DUBAI (Reuters) – Iran’s top security official held high-level talks in the United Arab Emirates on Thursday as Tehran seeks greater outreach to Gulf states amid mounting tensions with the West over the country’s nuclear work and its drone sales to Russia.
The visit by Iran’s Supreme National Security Council secretary Ali Shamkhani comes days after Tehran and Riyadh reached a China-facilitated deal to re-establish relations and re-open embassies within two months after years of hostility.
“Considering the suitable platforms that have been created since a year ago for the development of relations between Iran and the UAE, I see this trip as a new stage for political, economic and security relations,” said Shamkhani in Abu Dhabi, Iranian state media reported.
The UAE downgraded its diplomatic ties with Iran after Riyadh severed its ties with Tehran in 2016 following the storming of the Saudi embassy in the Islamic Republic by hardline protesters over Riyadh’s execution of a prominent Shi’ite cleric.
After years of animosity on different sides of geo-political rivalries, the UAE started re-engaging with Tehran in 2019.
┄┄┄┄┄┄┄┄┄┄
What to do
1. According to the news report, in what year did the UAE start re-engaging with Tehran?
2. Repeat word for word the stretch of the news report that begins with the words "DUBAI (Reuters) –" and ends with "years of hostility.".
┄┄┄┄┄┄┄┄┄┄
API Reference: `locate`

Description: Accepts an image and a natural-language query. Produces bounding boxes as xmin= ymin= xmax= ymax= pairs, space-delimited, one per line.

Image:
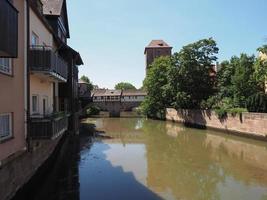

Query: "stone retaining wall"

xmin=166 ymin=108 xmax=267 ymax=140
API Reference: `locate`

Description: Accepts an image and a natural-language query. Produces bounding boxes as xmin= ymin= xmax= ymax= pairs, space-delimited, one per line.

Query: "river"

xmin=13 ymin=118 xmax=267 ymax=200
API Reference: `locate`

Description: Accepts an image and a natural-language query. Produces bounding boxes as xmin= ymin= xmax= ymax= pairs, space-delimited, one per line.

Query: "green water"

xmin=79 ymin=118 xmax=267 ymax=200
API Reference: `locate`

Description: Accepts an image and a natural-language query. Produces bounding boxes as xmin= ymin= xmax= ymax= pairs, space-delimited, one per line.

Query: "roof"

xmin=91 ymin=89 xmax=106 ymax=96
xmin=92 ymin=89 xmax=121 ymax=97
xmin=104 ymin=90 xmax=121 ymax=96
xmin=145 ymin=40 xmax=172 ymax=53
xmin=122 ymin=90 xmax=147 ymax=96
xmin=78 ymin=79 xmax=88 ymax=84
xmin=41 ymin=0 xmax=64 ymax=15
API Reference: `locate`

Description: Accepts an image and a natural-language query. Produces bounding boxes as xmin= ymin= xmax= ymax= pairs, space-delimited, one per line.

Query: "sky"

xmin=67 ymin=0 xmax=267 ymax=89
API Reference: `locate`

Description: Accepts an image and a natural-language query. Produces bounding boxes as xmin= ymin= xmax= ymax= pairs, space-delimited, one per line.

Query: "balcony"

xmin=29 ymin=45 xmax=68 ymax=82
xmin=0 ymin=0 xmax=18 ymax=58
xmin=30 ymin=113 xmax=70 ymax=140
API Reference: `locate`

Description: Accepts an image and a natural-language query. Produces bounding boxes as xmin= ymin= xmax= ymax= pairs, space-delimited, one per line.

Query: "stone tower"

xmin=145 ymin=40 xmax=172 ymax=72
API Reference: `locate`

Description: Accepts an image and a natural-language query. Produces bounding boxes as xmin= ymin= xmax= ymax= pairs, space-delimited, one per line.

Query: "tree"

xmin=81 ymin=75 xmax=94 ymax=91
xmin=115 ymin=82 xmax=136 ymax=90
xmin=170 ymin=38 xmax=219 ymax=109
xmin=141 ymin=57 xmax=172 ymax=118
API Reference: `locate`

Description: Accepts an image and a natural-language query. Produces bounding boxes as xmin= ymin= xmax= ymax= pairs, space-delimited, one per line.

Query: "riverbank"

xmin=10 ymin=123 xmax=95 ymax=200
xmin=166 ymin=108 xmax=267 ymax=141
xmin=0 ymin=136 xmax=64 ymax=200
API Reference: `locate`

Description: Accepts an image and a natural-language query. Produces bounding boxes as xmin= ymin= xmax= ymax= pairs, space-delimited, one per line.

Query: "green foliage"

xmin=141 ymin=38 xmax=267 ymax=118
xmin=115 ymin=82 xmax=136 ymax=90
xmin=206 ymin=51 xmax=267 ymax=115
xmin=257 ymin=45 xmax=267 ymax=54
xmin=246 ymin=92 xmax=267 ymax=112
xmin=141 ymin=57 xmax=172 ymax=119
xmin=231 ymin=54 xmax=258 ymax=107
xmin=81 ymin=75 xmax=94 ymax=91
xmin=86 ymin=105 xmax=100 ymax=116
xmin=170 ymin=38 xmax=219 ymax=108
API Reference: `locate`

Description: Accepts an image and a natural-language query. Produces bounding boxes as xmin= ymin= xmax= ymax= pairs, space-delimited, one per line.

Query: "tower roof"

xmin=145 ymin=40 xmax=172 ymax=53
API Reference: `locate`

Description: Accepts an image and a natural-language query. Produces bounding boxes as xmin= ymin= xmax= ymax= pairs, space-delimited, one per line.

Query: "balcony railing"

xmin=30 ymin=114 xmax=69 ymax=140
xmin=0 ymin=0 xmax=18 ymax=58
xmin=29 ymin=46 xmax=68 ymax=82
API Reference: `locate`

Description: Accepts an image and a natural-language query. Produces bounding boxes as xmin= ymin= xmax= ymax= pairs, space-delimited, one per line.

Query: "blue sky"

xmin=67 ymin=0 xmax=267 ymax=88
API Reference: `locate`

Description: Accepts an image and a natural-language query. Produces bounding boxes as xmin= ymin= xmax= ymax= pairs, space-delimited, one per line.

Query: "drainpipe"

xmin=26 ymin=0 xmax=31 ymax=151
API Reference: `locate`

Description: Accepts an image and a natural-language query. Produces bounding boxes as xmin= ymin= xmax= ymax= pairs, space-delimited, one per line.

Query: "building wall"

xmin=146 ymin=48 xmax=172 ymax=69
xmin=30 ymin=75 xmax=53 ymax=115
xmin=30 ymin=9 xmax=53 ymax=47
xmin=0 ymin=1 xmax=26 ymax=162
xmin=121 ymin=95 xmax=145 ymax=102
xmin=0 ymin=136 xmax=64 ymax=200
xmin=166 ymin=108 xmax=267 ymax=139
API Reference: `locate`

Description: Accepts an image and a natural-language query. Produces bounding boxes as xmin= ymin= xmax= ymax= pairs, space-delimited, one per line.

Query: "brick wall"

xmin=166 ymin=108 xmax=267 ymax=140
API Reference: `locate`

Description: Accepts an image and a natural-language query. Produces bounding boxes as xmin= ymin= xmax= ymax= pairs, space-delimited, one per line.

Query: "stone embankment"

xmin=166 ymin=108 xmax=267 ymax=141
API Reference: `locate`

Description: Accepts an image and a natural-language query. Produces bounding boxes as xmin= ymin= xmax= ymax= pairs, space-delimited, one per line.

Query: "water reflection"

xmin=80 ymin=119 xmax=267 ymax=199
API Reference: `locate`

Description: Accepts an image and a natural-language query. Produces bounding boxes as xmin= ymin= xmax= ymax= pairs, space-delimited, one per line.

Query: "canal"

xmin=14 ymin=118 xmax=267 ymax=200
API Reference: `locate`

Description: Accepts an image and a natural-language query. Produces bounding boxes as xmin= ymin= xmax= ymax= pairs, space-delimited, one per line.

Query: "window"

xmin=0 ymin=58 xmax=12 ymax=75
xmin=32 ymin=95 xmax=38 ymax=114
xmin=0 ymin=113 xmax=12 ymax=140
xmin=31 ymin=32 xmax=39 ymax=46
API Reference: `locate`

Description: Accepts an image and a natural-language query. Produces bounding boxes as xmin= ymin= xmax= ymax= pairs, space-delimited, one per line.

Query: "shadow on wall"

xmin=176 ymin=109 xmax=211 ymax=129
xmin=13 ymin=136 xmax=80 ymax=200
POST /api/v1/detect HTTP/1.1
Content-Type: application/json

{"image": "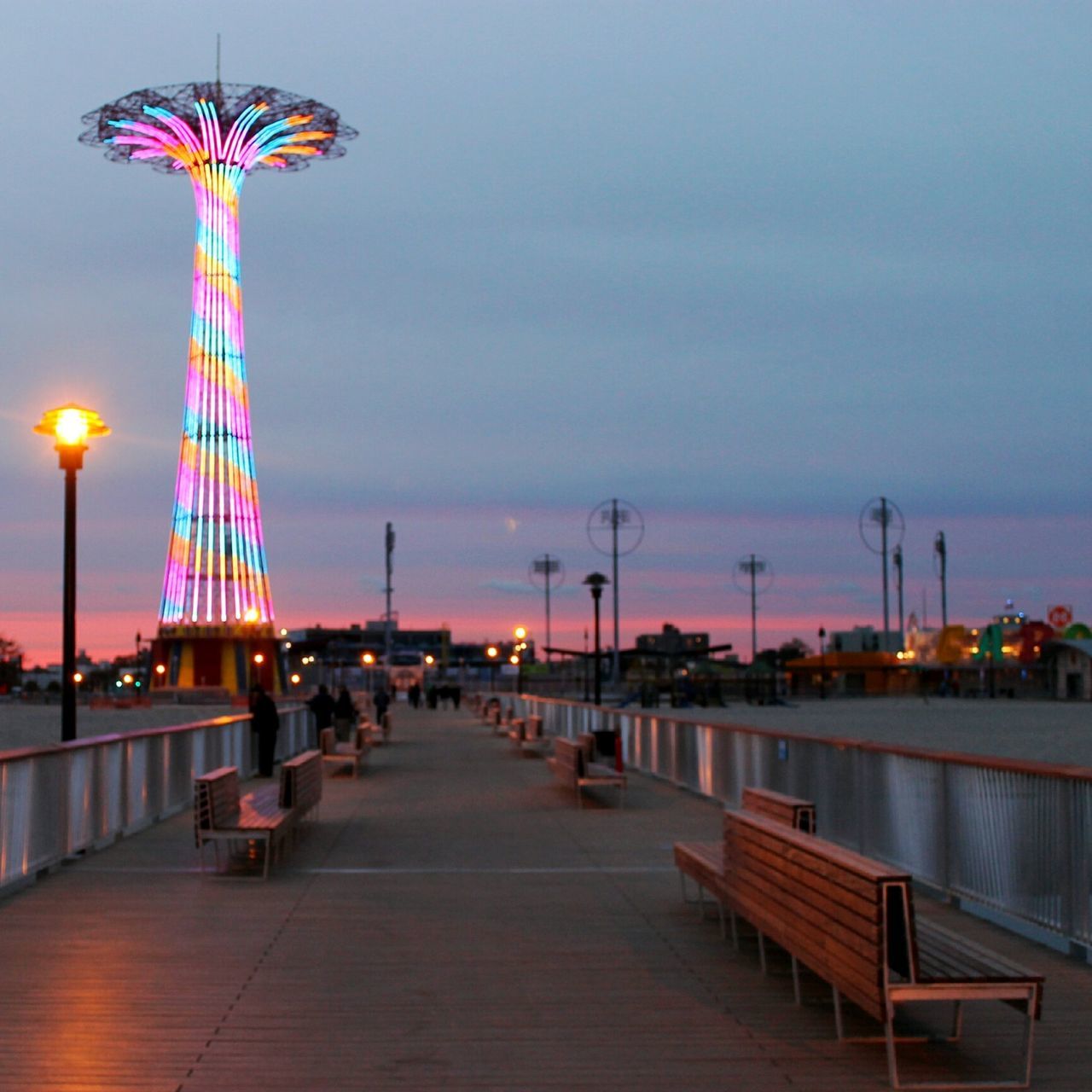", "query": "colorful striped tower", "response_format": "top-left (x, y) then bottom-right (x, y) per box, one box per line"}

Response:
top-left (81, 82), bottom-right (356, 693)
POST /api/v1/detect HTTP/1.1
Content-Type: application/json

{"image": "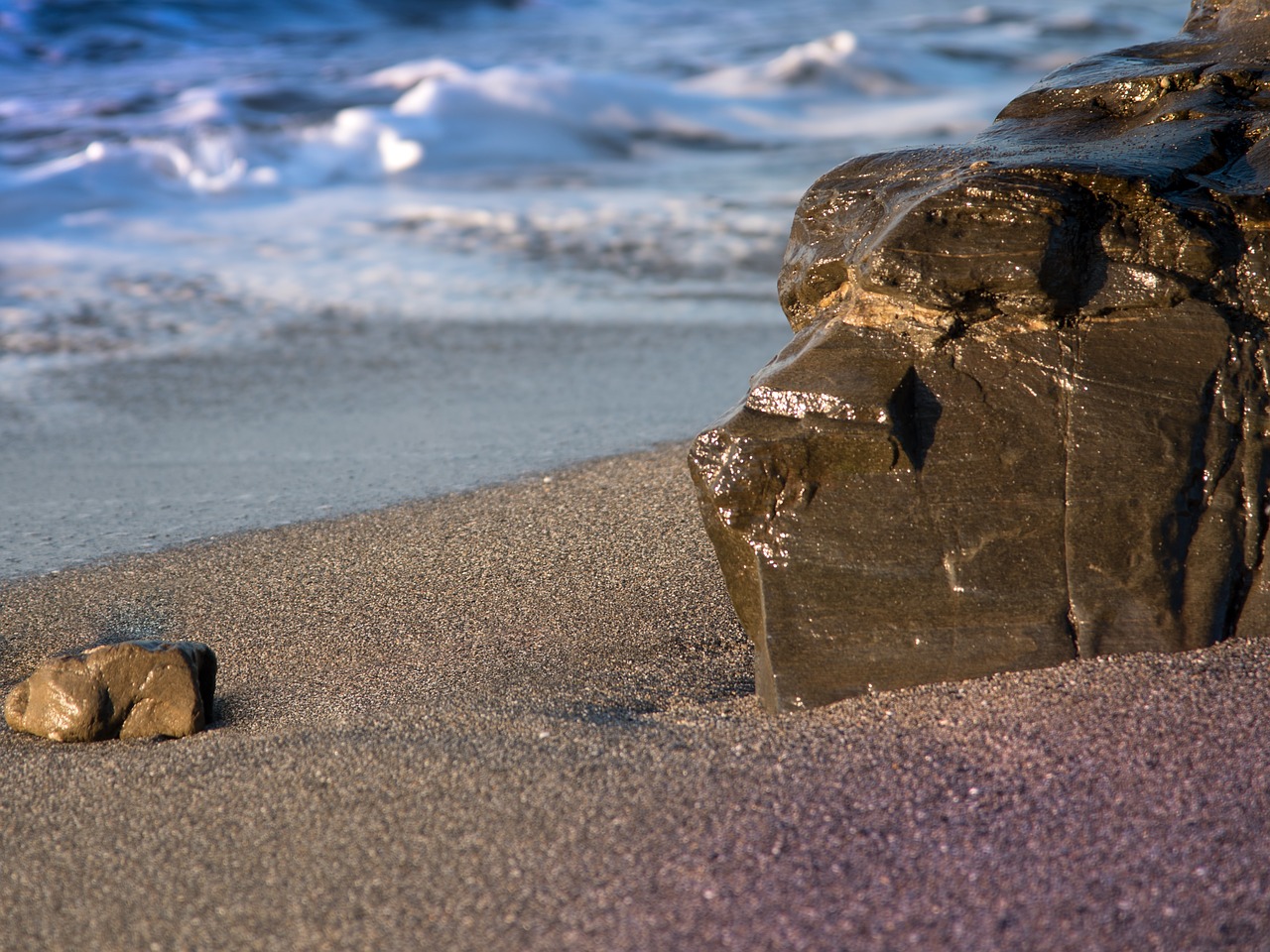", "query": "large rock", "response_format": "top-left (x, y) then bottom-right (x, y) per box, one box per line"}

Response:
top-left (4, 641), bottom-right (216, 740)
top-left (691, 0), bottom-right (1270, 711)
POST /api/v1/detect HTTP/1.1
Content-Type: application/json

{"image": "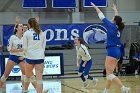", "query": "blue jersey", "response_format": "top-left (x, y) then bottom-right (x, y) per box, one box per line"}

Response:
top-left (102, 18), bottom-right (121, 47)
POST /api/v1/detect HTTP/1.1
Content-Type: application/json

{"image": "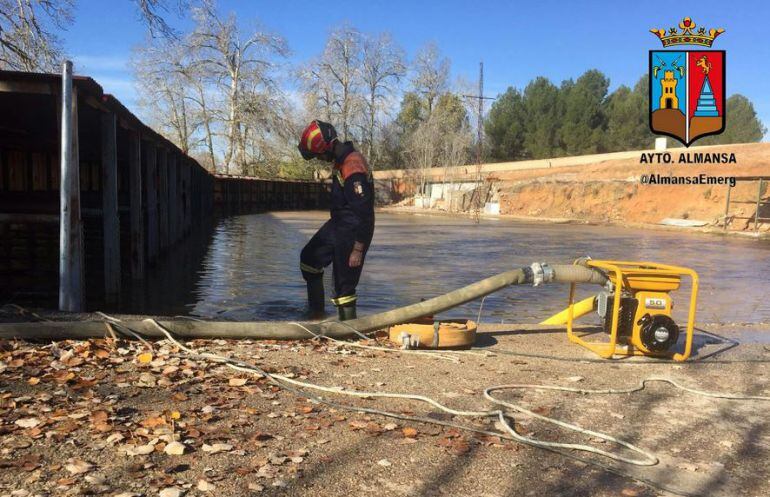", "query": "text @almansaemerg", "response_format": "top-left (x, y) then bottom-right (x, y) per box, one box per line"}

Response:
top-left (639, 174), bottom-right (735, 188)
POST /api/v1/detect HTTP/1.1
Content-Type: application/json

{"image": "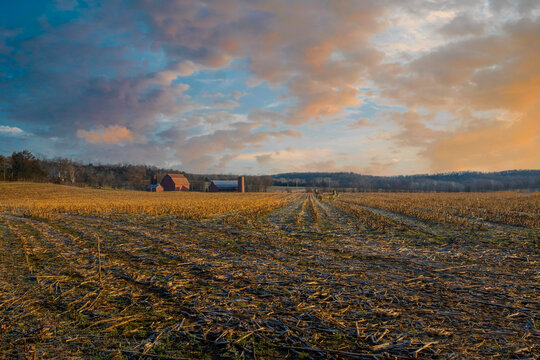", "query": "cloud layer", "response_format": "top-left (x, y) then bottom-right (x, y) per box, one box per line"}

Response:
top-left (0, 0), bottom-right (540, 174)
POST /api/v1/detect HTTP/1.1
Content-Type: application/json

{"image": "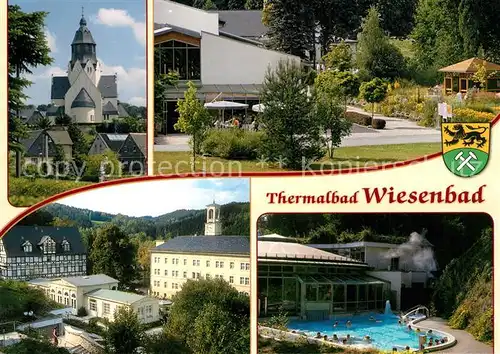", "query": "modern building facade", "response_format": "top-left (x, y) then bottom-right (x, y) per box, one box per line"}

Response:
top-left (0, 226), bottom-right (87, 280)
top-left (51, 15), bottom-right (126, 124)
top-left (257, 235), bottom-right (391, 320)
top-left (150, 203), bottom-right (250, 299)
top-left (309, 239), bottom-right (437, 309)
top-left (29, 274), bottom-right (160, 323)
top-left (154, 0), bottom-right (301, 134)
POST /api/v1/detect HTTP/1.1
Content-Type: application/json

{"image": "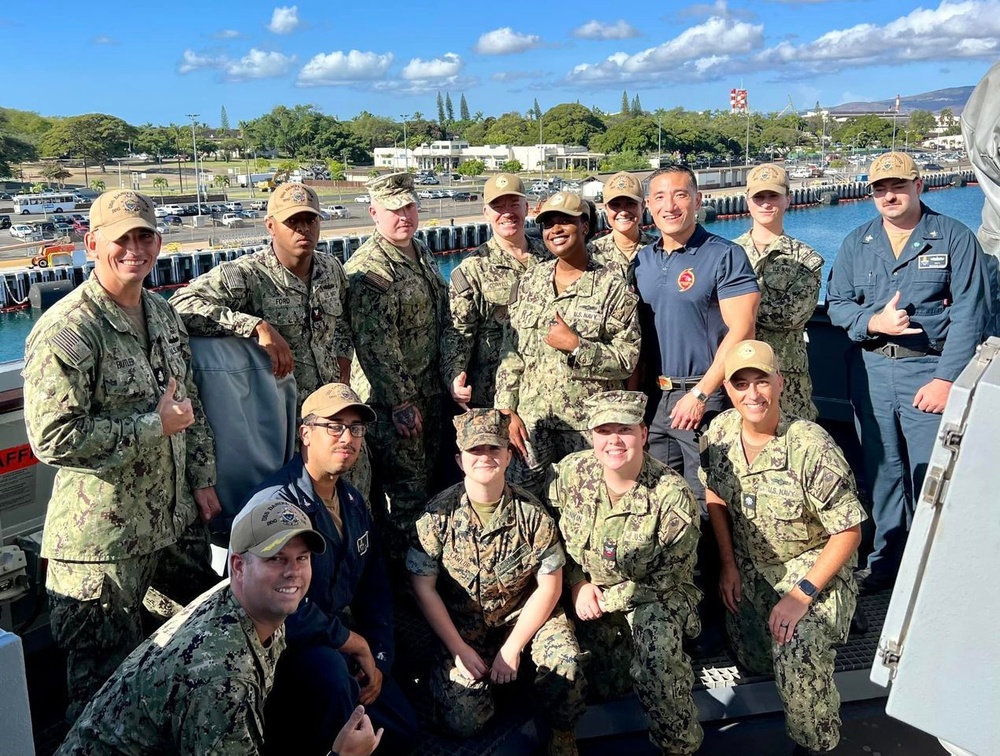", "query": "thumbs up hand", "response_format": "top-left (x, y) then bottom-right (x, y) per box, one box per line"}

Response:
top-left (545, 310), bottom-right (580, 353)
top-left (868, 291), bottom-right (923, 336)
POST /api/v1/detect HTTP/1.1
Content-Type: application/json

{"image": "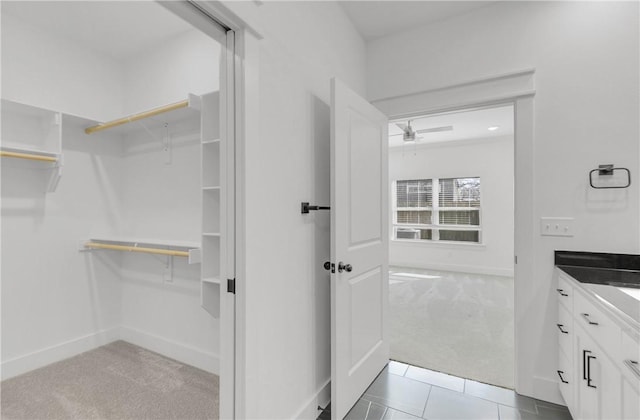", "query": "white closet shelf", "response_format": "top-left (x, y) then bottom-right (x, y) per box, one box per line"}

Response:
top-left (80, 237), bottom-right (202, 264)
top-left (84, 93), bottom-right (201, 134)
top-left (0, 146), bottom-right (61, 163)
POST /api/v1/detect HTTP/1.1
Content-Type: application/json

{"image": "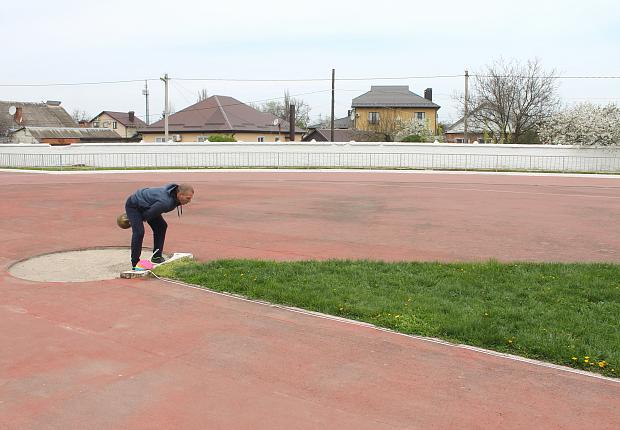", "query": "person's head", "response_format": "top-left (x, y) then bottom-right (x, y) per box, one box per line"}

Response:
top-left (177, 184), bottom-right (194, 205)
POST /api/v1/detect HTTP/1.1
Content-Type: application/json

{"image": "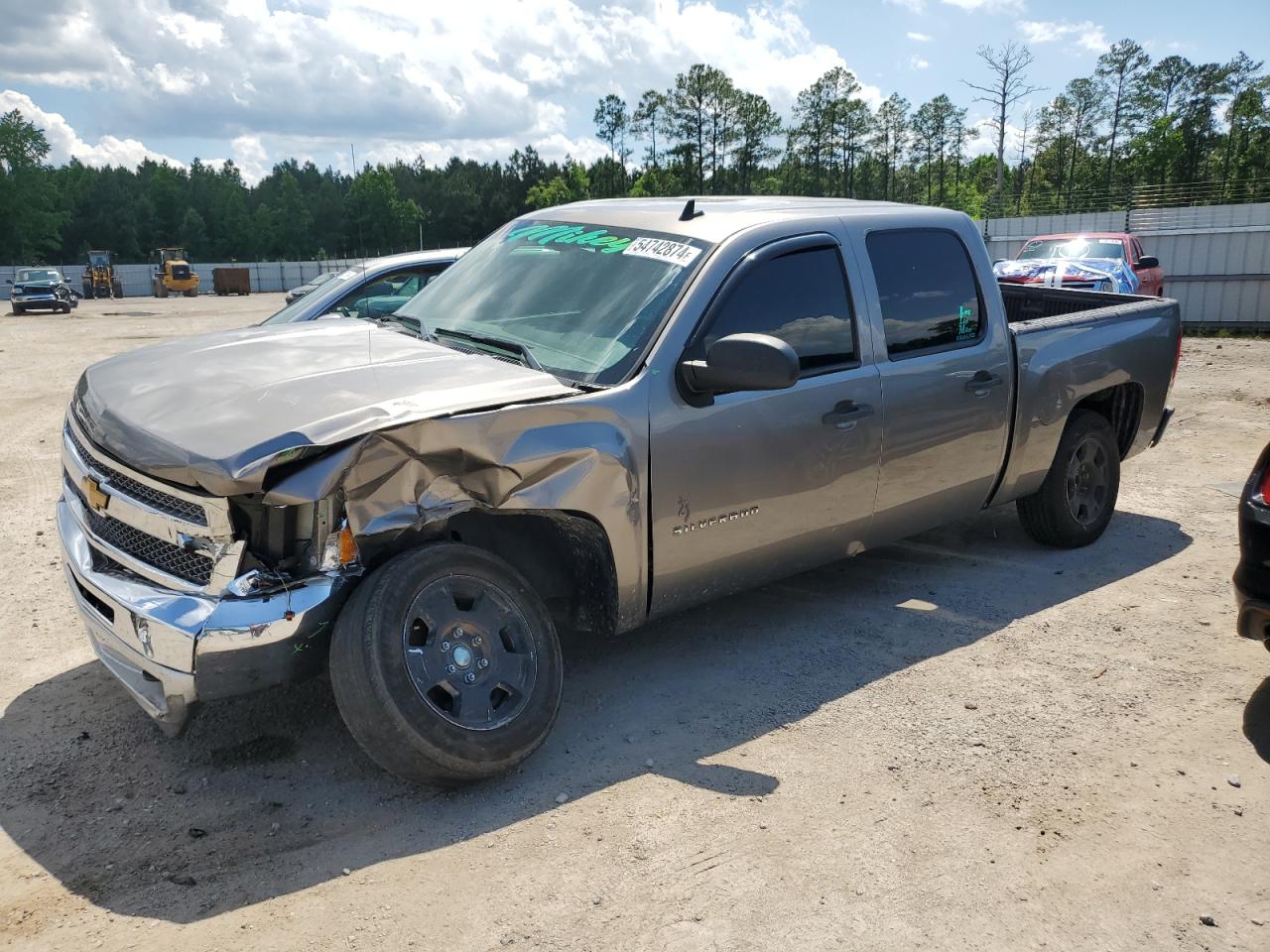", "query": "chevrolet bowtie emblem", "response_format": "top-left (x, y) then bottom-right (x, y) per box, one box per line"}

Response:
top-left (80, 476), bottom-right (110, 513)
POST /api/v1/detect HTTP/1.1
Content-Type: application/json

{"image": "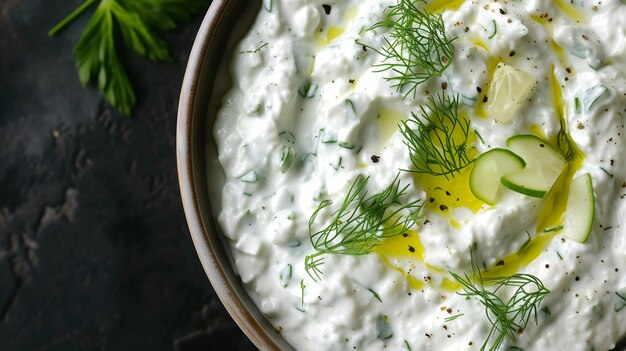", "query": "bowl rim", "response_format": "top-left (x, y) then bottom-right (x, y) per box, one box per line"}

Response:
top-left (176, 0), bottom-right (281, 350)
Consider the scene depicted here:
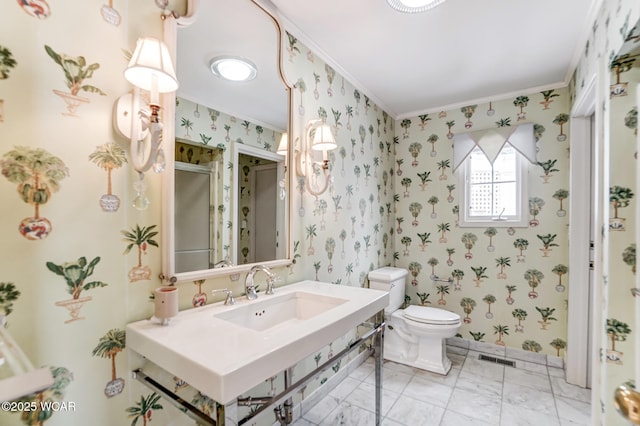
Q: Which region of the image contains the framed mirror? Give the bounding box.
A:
┄┄┄┄┄┄┄┄┄┄
Answers in order
1. 2019

2.
DUBAI (Reuters) – Iran’s top security official held high-level talks in the United Arab Emirates on Thursday as Tehran seeks greater outreach to Gulf states amid mounting tensions with the West over the country’s nuclear work and its drone sales to Russia.
The visit by Iran’s Supreme National Security Council secretary Ali Shamkhani comes days after Tehran and Riyadh reached a China-facilitated deal to re-establish relations and re-open embassies within two months after years of hostility.